§ Passage shown
━━━━━━

SOMETHING happened earlier this year. The nature of the gifts I received my birthday, which coincided with the start of COP26, seemed different from those of previous years. My parents and brother for instance gave me a laundry eco-egg, which cleans clothes without harmful chemicals. My husband bought me a microfibre laundry bag called a Guppyfriend.

Each time I opened them I felt a sigh of relief. Often people were gifting answers to things that I was worrying about. Ah, I thought, the joys of green consumerism! Then I promptly made a mental list of a bunch of neat gadgets that I’d like to give and get for Christmas.

Top of the list, and stocking-filler friendly, are recyclable electric toothbrush heads. Then maybe, one of those foldy-up portable cups you can keep in your bag. And a flask like my swimming friend has, made from recycled ocean plastic. Then I had to remind myself that green gifting can also result in a bunch of eco-friendly clutter which I don’t use and also, along with all its embodied-carbon, potentially ends up in landfill. The key thing is that it’s not just any green gift, its one that works in someone’s life - and working that out even for oneself, let alone anyone else, can be a challenge.

READ MORE: How to have a Merry Christmas without wrecking the planet

While I’m a great believer in the fact that when it comes to the ecological crisis we are in the answer is system change and regulation, it also seems to me that once you’ve become a bit of an eco-worrier then that’s going to seep over into your consumer behaviour. And once that worry is there, the only option, apart from reducing consumption, is to shop greener - as well, of course, as vote and campaign for the bigger collective changes.

━━━━━━

§ Recorded data
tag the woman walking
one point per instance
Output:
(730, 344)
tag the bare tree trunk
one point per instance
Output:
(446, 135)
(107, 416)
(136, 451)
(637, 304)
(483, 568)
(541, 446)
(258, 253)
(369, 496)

━━━━━━

§ Work instructions
In the passage about green gifts, what did the writer's parents and brother give for the writer's birthday?

§ Solution to the problem
A laundry eco-egg, which cleans clothes without harmful chemicals.